Render the listing as a Markdown table with the columns Row and Entry, from the line containing "Annotate each instance of the green" through the last line of the listing, both included. Number the rows in order and omit blank lines.
— Begin TASK DATA —
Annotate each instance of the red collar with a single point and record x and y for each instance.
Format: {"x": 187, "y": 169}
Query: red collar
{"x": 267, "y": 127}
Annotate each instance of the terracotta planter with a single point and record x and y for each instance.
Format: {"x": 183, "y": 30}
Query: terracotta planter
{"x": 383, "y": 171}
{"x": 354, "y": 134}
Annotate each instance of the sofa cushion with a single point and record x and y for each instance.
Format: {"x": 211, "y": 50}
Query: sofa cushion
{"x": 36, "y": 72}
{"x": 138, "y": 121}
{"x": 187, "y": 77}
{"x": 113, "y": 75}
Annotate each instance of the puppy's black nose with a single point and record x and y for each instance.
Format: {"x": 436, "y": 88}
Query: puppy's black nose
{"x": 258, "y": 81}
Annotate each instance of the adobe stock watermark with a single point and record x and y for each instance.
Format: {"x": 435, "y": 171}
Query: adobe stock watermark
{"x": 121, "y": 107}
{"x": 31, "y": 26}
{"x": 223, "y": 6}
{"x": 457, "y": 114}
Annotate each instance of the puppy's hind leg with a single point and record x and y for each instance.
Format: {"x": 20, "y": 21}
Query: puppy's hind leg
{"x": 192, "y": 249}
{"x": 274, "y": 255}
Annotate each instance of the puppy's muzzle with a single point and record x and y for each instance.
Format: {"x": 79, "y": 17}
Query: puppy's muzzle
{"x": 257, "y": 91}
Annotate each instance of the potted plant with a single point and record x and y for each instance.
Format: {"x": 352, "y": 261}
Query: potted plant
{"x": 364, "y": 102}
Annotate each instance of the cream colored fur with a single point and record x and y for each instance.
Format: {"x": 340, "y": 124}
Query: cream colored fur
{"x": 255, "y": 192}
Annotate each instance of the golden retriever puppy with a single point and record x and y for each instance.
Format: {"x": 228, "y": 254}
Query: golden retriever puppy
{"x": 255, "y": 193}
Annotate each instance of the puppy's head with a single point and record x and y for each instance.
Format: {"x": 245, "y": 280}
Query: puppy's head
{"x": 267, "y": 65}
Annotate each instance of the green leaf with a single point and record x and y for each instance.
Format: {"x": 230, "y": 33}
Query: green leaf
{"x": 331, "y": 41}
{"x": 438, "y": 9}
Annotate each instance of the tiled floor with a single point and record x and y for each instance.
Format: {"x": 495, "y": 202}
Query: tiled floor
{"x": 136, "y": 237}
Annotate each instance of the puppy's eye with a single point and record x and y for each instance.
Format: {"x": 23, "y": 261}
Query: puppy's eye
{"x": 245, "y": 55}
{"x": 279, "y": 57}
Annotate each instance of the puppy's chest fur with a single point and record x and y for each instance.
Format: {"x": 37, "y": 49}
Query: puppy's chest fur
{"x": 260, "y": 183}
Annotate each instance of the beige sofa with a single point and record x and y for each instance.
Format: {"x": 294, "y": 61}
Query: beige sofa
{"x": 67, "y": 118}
— End TASK DATA —
RESULT OF THIS TASK:
| Row | Entry |
|---|---|
| 1 | Annotate each instance of the green leaf with a single point and record x and y for each instance. |
| 2 | Format: {"x": 230, "y": 33} |
| 3 | Query: green leaf |
| 4 | {"x": 331, "y": 41} |
| 5 | {"x": 438, "y": 9} |
| 6 | Annotate each instance of the tiled floor with a single point and record x and y for each instance. |
| 7 | Format: {"x": 495, "y": 202} |
| 8 | Query: tiled floor |
| 9 | {"x": 136, "y": 237} |
| 10 | Annotate each instance of the puppy's eye with a single point and record x and y for each instance. |
| 11 | Format: {"x": 23, "y": 261} |
| 12 | Query: puppy's eye |
| 13 | {"x": 245, "y": 55} |
| 14 | {"x": 279, "y": 57} |
| 15 | Annotate each instance of the puppy's chest fur with a single point and record x and y for each instance. |
| 16 | Format: {"x": 37, "y": 49} |
| 17 | Query: puppy's chest fur |
| 18 | {"x": 260, "y": 183} |
| 19 | Annotate each instance of the beige sofa with a single point and record x and y for each instance. |
| 20 | Format: {"x": 294, "y": 61} |
| 21 | Query: beige sofa |
| 22 | {"x": 67, "y": 118} |